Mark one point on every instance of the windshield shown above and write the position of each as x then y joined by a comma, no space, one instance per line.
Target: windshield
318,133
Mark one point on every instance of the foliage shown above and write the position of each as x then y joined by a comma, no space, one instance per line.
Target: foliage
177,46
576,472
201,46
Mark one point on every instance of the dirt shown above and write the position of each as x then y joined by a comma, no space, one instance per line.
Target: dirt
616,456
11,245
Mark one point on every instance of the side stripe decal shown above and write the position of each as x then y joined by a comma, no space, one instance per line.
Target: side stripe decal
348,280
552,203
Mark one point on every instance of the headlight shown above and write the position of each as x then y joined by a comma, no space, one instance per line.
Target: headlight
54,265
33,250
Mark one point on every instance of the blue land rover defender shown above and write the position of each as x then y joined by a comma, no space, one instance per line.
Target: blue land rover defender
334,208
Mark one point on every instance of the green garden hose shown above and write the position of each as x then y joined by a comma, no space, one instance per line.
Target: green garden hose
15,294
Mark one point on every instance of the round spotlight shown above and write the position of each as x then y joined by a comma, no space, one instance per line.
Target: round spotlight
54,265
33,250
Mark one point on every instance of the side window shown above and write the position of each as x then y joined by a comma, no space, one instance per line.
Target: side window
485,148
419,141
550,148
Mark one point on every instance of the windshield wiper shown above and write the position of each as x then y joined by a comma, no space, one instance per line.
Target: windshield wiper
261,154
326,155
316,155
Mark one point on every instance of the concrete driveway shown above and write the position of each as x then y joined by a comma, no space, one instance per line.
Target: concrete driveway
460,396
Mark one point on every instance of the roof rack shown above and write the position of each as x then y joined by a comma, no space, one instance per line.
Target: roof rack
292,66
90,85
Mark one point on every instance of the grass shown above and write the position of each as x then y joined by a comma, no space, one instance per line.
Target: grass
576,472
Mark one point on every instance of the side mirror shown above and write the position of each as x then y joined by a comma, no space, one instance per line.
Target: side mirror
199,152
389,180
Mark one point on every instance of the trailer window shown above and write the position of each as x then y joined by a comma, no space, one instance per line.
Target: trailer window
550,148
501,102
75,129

▶ _Problem requirements_: The required output is the exact run of lines from the one with "Target: grass" through the final line of the entries.

▶ _Answer to the problem_:
Target: grass
576,472
Mark one point on every instance of the side mirror shown above and write the position of each as x then y joined by a comma, no space, one instance per line.
Target: side mirror
199,152
389,180
Mark one point on every instance of the trailer window shown above and write the position of each as x then y joined by a comma, no space, one instance per line.
Target: trailer window
550,148
501,102
75,129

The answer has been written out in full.